[Stored data entries]
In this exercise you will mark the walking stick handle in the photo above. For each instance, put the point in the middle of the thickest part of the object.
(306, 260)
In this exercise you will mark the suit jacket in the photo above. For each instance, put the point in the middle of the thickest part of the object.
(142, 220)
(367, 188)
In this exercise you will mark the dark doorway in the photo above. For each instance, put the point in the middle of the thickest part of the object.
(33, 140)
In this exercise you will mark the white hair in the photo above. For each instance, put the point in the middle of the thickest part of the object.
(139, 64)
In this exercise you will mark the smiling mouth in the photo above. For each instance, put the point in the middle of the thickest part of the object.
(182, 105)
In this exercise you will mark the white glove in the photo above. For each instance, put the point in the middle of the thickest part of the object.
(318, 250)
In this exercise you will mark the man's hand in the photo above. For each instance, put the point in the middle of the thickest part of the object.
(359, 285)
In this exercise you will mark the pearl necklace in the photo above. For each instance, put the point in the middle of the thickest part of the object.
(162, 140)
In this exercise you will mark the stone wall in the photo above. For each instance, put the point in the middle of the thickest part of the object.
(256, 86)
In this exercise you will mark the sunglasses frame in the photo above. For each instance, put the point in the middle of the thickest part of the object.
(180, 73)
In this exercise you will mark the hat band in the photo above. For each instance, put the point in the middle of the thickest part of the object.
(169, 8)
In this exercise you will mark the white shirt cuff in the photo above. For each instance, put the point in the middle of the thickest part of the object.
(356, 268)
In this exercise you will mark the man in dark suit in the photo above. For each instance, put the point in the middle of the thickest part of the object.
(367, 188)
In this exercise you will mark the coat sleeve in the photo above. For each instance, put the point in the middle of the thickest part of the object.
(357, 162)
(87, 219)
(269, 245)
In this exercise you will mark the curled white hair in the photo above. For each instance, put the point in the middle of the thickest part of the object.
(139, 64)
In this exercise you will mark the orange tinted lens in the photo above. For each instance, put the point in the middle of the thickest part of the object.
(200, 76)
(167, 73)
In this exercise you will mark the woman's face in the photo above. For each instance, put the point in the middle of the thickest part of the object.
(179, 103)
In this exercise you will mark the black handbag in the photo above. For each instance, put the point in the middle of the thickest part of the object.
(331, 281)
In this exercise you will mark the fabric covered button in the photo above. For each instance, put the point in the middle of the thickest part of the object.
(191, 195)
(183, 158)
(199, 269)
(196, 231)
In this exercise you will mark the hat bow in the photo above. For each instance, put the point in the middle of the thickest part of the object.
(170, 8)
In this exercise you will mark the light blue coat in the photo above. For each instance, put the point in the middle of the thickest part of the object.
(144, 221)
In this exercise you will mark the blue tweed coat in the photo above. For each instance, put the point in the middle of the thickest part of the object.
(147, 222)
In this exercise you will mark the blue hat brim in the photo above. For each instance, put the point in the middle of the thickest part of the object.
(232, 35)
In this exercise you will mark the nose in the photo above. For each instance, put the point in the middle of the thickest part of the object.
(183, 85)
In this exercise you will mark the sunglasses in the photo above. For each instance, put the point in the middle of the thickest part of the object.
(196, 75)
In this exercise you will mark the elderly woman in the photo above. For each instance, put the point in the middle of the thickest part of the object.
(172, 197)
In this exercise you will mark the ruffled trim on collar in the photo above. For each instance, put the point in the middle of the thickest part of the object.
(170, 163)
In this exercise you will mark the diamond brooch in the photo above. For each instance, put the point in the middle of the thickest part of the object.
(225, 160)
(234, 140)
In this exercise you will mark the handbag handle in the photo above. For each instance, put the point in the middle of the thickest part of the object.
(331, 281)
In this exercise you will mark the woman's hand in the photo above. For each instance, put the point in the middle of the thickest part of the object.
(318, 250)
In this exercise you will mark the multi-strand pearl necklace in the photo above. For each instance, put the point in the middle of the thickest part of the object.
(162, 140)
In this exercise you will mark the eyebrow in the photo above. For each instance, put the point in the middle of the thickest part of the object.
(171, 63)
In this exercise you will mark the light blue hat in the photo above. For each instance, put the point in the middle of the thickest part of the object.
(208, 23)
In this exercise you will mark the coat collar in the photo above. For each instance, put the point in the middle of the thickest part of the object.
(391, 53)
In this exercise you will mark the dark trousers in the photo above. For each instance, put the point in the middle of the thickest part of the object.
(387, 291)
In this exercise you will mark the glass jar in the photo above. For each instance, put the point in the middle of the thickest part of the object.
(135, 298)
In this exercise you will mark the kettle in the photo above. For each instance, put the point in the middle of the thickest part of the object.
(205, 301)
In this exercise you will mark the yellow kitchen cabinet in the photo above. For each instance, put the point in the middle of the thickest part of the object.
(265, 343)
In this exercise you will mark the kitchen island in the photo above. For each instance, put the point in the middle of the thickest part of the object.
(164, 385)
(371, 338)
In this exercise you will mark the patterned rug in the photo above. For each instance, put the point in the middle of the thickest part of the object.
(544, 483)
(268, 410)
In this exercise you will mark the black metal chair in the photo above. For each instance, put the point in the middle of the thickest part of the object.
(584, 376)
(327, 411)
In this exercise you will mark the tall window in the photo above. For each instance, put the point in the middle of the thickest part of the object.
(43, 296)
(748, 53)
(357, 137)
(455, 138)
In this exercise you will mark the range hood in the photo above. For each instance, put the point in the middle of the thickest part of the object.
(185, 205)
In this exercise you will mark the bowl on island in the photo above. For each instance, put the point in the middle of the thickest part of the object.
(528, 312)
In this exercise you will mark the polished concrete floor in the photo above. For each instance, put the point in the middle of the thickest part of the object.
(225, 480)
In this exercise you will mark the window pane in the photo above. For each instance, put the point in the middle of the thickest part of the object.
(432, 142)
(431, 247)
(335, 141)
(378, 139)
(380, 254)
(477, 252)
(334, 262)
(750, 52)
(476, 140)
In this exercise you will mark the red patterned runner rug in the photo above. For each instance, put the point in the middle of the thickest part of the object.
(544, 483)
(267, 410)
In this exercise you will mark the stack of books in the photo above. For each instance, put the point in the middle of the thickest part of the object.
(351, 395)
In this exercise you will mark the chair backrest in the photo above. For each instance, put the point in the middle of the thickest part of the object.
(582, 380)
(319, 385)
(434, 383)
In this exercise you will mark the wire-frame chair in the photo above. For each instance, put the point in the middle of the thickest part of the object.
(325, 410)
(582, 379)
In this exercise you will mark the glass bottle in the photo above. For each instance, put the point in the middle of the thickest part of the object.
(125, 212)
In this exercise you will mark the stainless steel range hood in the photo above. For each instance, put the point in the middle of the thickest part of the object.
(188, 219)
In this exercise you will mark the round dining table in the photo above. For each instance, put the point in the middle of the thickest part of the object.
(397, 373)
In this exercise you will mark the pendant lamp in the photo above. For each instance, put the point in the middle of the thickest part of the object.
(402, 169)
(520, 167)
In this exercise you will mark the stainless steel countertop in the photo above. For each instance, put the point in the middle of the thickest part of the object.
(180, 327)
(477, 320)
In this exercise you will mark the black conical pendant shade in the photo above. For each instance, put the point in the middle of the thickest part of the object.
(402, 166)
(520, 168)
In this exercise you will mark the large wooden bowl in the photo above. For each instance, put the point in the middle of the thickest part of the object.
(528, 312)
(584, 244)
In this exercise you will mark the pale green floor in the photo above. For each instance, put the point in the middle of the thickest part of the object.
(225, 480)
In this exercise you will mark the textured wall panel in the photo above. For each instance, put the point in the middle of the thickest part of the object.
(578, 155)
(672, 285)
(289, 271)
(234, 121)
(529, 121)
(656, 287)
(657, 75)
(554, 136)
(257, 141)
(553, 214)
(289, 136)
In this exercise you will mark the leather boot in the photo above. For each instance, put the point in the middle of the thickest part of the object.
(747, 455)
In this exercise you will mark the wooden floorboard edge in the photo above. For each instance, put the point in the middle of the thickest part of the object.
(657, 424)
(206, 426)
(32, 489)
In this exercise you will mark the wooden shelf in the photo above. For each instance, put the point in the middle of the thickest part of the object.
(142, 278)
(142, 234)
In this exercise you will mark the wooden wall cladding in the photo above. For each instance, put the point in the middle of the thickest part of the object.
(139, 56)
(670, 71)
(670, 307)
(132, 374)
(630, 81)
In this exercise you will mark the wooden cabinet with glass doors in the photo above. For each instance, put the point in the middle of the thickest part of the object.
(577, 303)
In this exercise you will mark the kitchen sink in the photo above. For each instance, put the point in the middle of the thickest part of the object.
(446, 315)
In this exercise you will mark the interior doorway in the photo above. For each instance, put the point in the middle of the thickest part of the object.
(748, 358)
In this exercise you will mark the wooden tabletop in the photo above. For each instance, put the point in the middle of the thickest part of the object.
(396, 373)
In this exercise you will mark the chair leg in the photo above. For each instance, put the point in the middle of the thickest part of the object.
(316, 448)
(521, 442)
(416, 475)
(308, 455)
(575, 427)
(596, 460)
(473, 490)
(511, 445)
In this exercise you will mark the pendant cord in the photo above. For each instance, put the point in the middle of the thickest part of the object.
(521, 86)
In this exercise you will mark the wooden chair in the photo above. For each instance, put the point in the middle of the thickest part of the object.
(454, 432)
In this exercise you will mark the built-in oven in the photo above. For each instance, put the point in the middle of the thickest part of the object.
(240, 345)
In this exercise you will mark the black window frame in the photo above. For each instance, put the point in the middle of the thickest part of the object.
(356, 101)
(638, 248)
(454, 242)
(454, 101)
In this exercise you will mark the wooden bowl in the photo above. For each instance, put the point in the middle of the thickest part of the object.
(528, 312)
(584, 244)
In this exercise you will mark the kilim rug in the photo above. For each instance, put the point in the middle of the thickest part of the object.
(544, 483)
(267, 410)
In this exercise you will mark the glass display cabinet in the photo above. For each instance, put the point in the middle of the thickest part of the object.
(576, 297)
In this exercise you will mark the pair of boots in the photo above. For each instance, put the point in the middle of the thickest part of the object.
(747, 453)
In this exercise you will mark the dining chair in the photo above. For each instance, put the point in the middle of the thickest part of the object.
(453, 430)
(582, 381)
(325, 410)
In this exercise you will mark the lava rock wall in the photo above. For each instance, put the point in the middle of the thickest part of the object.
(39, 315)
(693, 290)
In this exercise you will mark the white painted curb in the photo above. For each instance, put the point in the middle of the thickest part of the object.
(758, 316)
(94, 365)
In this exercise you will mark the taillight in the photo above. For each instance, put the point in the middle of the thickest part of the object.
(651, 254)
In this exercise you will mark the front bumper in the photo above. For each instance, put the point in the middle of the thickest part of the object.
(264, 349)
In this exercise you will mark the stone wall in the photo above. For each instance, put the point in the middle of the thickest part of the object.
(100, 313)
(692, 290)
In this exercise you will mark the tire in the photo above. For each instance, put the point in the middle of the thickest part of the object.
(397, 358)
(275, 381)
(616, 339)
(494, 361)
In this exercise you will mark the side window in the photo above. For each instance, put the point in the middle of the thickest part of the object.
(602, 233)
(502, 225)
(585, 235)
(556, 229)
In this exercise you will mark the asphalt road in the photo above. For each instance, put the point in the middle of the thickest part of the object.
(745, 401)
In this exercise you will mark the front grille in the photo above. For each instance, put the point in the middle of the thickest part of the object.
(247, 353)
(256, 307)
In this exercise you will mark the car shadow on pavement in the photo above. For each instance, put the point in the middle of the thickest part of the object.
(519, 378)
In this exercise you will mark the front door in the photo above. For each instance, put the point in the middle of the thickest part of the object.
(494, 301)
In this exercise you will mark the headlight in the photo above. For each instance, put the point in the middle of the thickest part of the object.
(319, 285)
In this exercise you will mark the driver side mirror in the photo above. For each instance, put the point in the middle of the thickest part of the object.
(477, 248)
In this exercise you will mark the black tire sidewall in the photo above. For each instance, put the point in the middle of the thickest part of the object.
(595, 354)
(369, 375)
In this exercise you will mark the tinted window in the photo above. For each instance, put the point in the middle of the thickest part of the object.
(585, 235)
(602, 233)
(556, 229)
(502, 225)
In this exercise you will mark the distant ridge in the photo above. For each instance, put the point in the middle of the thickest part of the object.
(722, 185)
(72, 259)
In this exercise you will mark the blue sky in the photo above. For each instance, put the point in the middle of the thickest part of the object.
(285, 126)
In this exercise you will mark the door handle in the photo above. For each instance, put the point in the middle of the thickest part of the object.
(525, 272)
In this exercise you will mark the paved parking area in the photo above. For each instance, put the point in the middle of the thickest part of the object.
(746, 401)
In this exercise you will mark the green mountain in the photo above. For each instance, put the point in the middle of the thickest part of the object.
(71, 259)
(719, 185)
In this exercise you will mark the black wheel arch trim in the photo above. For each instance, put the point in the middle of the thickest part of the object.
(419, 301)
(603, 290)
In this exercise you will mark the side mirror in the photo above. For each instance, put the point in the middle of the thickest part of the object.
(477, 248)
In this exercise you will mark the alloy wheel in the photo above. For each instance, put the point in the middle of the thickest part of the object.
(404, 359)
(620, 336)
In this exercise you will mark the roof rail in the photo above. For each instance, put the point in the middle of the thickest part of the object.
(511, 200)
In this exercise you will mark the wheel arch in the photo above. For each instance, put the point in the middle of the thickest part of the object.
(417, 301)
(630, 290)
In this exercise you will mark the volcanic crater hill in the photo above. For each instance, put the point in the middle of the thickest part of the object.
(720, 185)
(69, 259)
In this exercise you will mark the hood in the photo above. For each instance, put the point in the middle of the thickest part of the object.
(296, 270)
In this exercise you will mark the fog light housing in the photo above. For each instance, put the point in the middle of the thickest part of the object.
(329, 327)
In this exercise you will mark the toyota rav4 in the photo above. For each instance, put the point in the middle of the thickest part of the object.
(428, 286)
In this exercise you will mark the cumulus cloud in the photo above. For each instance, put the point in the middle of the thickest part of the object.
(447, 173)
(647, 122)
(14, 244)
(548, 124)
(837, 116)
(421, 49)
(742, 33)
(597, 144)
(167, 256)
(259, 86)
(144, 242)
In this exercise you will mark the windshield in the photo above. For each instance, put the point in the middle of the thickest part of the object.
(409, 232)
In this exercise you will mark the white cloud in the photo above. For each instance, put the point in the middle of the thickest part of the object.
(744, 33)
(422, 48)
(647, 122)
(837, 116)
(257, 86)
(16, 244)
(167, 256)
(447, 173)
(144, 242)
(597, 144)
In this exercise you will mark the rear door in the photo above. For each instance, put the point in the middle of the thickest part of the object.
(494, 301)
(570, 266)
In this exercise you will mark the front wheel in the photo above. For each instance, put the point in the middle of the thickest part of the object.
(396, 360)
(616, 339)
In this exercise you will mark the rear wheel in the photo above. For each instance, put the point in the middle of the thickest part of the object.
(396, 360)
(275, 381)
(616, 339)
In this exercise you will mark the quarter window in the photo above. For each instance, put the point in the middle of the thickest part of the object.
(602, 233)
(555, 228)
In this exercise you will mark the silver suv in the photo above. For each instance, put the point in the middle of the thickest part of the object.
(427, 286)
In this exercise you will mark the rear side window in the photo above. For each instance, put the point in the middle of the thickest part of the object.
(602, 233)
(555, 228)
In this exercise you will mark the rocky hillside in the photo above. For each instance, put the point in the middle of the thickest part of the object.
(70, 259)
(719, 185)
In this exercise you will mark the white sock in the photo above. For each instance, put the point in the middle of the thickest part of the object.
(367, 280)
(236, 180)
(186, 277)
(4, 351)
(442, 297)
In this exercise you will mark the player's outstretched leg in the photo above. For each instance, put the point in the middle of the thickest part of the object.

▶ Exercise requirements
Find the line with "In this exercise you will mark the front wheel". Transcribe it and every line after it exactly, through the end of the records above, and nothing else.

▶ Exercise answer
In this exercise you will mark the front wheel in the photo above. For each instance, put the point in the middle of the thickest part of the object.
(396, 360)
(616, 339)
In this exercise you will mark the rear wheel in the photo above. For each instance, put the point in the middle of the thickest part of the object.
(396, 360)
(275, 381)
(616, 339)
In this exercise you will mark the quarter window in the photo above. For each instance, put the point in the middle of the thickest part of the object.
(602, 233)
(555, 228)
In this exercise you will mark the silver suv in the photo above. For each instance, put the point in the middle of the thickest part of the object.
(427, 286)
In this exercise you will mark the rear side window in the photo above. For each instance, put the point in the middle of the thickest part of the object.
(602, 233)
(555, 228)
In this exercise you will mark the rocky hillside in the photo above. For each instance, put the point in the middle of the thickest part of the object.
(70, 259)
(719, 185)
In this exercise you will mark the white sock in the photo above. For each instance, put the point in the middle of the thickest part of the object.
(367, 280)
(236, 180)
(186, 277)
(4, 351)
(442, 297)
In this exercise you will mark the player's outstretched leg in the photo above. For each instance, put the point in the middle of the thickest part of the object.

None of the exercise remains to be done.